兵頭 もともと本書の内容は、鍼灸専門学校に入学されたばかりの新入生を対象に、東洋医学の考え方と東洋医学の全体的な仕組みについてわかりやすく講義した内容を整理したものです。
ですから、東洋医学に興味のある医学部生、薬学部生や多くのコ・メディカル医療系の学生さんたちにも、ぜひ読んでいただけたら、きっとご自身が進む先で知識が役立つと思います。
そして多くの医療系学生の東洋医学同好会ネットワークのようなものを創っていただけたら、良いなと思っています。そうすると、彼らが卒業してそれぞれの国家資格をとった後、それほど遠くない将来において東洋医学の考え方を共有した、新たな他職種医療連携の芽がめばえてくるかもしれませんね。
――兵頭先生は中医学の第一人者でいらっしゃいますが、なぜ、中医学の道を選ばれたのですか?
兵頭 魅力を感じたのは、まず中医学の「時に応じて、地に応じて、人に応じて、適宜に対応させる」という考え方です。

提供資料:
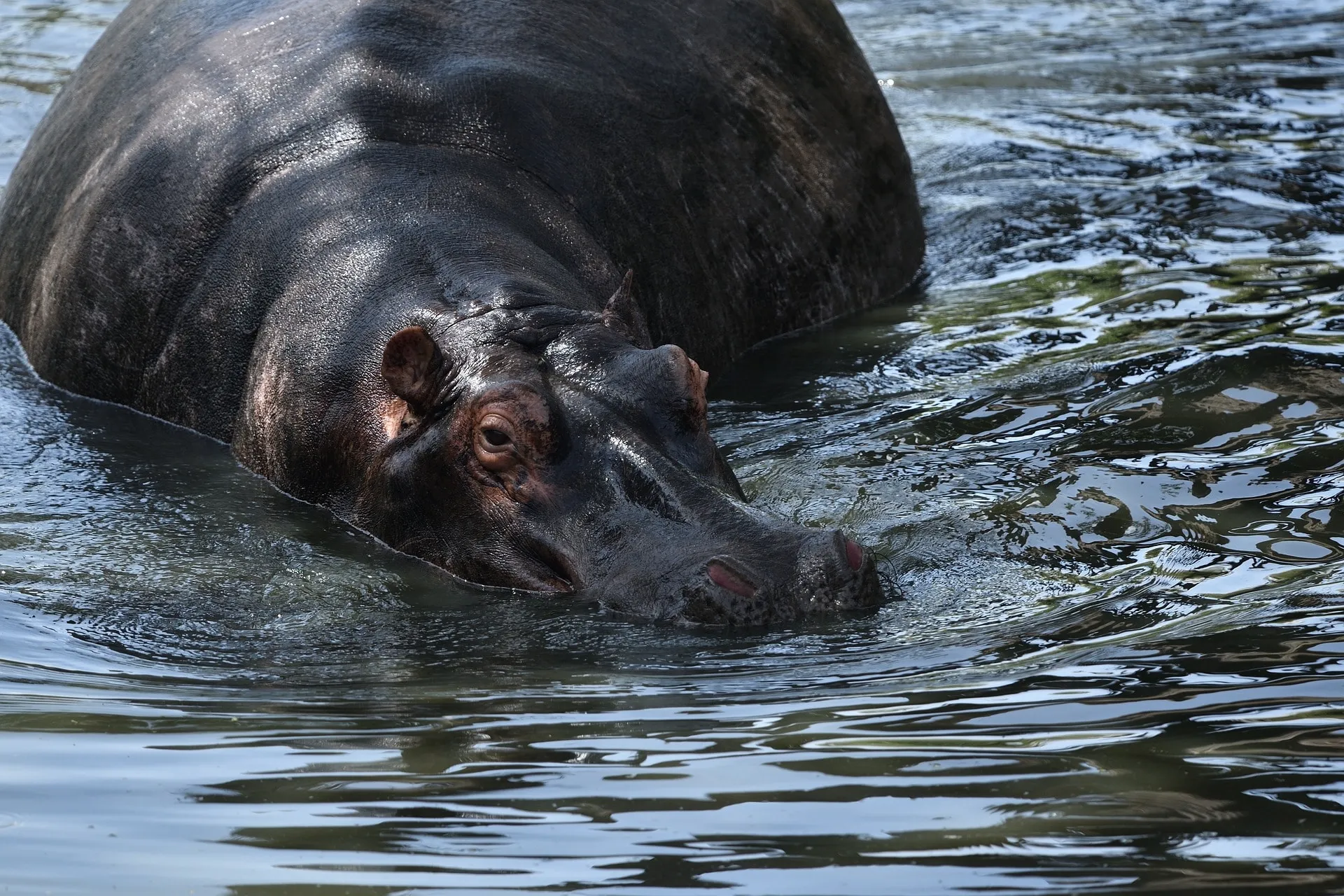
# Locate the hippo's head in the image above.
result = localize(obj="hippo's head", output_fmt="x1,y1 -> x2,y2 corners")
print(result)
359,278 -> 879,624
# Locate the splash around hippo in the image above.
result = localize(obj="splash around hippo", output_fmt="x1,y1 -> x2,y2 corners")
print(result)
0,0 -> 923,624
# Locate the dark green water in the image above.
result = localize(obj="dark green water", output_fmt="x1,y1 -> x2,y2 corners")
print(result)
0,0 -> 1344,896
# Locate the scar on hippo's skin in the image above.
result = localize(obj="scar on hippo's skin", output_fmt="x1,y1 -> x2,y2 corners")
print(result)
706,560 -> 757,598
602,270 -> 653,348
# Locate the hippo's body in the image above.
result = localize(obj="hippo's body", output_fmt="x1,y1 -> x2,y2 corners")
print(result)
0,0 -> 923,621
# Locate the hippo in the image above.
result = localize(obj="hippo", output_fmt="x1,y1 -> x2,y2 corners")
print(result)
0,0 -> 925,626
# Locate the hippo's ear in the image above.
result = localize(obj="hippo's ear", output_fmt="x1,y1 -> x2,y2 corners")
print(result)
383,326 -> 446,414
602,270 -> 653,348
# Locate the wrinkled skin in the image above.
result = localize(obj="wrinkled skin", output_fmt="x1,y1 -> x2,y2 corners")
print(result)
358,294 -> 879,624
0,0 -> 923,624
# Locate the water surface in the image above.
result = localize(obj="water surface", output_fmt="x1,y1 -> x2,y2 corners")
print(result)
0,0 -> 1344,896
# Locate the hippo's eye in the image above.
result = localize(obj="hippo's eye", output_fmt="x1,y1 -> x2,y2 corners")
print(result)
476,412 -> 517,473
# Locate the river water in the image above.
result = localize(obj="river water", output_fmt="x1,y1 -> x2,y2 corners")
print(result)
0,0 -> 1344,896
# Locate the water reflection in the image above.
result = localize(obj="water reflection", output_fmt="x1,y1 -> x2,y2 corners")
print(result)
0,0 -> 1344,896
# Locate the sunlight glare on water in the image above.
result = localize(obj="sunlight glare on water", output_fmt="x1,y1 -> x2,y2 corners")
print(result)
0,0 -> 1344,896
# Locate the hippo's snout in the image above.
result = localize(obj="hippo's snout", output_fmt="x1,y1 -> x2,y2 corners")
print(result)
673,532 -> 882,626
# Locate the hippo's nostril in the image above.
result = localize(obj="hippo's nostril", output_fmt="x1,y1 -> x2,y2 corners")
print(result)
707,560 -> 755,598
844,539 -> 863,573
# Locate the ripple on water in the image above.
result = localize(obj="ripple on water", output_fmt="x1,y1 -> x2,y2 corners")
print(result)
0,0 -> 1344,896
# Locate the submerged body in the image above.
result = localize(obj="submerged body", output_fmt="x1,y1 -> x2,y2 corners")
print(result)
0,0 -> 923,622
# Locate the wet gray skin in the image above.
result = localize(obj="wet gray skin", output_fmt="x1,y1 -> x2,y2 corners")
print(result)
354,307 -> 881,626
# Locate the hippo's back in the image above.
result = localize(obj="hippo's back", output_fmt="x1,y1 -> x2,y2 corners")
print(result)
0,0 -> 923,438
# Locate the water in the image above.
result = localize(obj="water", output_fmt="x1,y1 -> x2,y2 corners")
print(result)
0,0 -> 1344,896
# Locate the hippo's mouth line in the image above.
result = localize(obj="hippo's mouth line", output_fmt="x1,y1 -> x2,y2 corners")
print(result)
524,541 -> 583,594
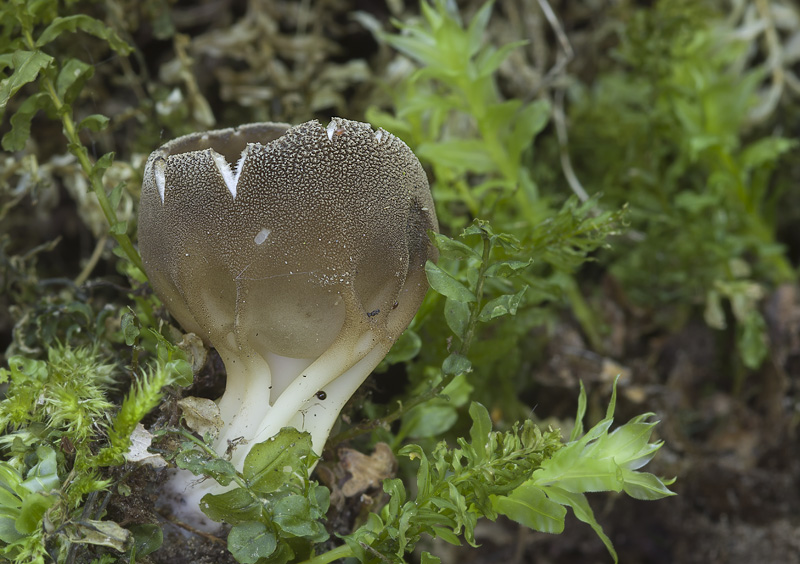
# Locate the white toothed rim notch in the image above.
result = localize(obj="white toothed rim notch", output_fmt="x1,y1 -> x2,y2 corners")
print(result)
153,157 -> 167,204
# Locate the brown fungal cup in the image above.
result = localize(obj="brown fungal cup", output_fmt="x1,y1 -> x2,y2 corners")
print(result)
139,118 -> 438,465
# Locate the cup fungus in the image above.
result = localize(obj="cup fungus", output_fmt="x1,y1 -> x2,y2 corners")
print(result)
139,118 -> 438,478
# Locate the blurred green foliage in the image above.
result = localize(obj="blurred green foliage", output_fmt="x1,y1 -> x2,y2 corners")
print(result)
0,0 -> 797,564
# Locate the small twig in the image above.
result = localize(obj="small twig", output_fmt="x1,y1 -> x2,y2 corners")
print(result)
537,0 -> 575,91
553,90 -> 589,202
158,511 -> 228,546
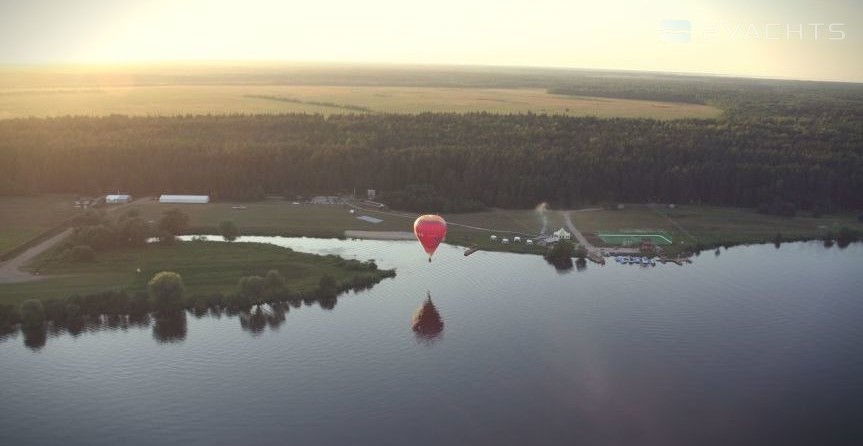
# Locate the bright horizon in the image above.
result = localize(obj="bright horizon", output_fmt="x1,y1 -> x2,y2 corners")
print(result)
0,0 -> 863,82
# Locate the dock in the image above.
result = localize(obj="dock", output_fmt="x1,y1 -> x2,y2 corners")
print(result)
464,245 -> 479,257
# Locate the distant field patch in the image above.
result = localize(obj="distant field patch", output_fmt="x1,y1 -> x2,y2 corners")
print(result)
597,230 -> 672,246
0,85 -> 721,119
357,215 -> 383,224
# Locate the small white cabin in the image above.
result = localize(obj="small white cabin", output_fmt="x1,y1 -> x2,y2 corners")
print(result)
105,194 -> 132,204
554,228 -> 572,240
159,195 -> 210,204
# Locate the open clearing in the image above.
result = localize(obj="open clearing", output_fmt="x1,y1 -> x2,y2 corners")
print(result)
0,195 -> 81,254
572,205 -> 861,252
0,85 -> 721,119
0,242 -> 388,303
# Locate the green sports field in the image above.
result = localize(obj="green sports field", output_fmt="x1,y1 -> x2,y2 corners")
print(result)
596,230 -> 672,246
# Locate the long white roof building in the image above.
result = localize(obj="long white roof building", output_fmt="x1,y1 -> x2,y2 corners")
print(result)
159,195 -> 210,204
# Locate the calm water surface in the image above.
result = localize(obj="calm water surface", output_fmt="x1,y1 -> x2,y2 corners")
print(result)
0,237 -> 863,445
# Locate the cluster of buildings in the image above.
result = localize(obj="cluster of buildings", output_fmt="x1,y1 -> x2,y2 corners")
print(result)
491,235 -> 533,245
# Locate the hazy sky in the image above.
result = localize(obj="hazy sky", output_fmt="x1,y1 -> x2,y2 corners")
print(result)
0,0 -> 863,81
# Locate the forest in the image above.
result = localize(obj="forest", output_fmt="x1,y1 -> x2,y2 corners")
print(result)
0,72 -> 863,213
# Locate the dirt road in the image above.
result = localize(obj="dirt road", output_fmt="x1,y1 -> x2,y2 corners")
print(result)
0,228 -> 72,283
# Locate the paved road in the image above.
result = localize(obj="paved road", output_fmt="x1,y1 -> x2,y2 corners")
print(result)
561,211 -> 596,252
561,209 -> 640,259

設問:
[A] 抜粋の内容を2文で要約してください。
[B] 抜粋を、最後の兵頭氏の発言の後から書き進めてください。
この資料は使わなくてもかまいません。

設問別の解答:
[A] 兵頭氏によると、本書はもともと鍼灸専門学校の新入生に東洋医学の考え方と全体的な仕組みを講義した内容を整理したものです。兵頭氏は医学部生や薬学部生、コ・メディカル医療系の学生にも読んでほしいと述べ、学生の東洋医学同好会ネットワークができれば新たな他職種医療連携の芽が生まれるかもしれないと語り、中医学を選んだ理由としては、まず「時に応じて、地に応じて、人に応じて、適宜に対応させる」という考え方に魅力を感じたと答えています。

[B]
それから整体観念(統一体観)も素晴らしい考え方ですね。そして、たえず因果関係をはっきりさせて、すべての問題を解決するという考え方と具体的な方法にとても魅力を感じました。
因果関係の「因」にたいする本治法、因果関係の「果」にたいする標治法、そして必要に応じて用いられる標本同治法、これらは何にでも通じる素晴らしい問題の解決法だと思います。
私のもともとの専門は国際貿易論、国際金融論でしたが、中医学を学んでいるうちに中医学のこのような考え方は政治にも、経済にも応用できるのではないかと思いました。でも中医学のこのような考え方と方法を、医療の中で実践すれば実践するほど、私は医療から離れることができなくなってしまい、今日に至っているわけですが、中医学に完全に魅了されたわけですね。
――本書の中の「赤枠で強調されたミニコラム」は、より身近な実生活における、中医学の考え方がとてもわかりやすく解説されています。本書は学問を知識にとどめず、実生活や治療に落とし込む考え方やエッセンスが詰まっていました。実生活に結びつけて考えたり、患者さんへの説明に活かせそうですね。
兵頭 そうですね。本書の冒頭の「はじめに」のところでも紹介しましたが、本書の内容は鍼灸専門学校に入学したばかりの新入生を対象にした講義をまとめたものです。
新入生にいかに中医学に興味をもってもらい、中医学を好きになってもらい、そのモチベーションを3年間維持しながら高めるためには、講義の内容を実生活や具体的な治療に落とし込み、一緒に考える時空間を共有することをとても大切にしてまいりました。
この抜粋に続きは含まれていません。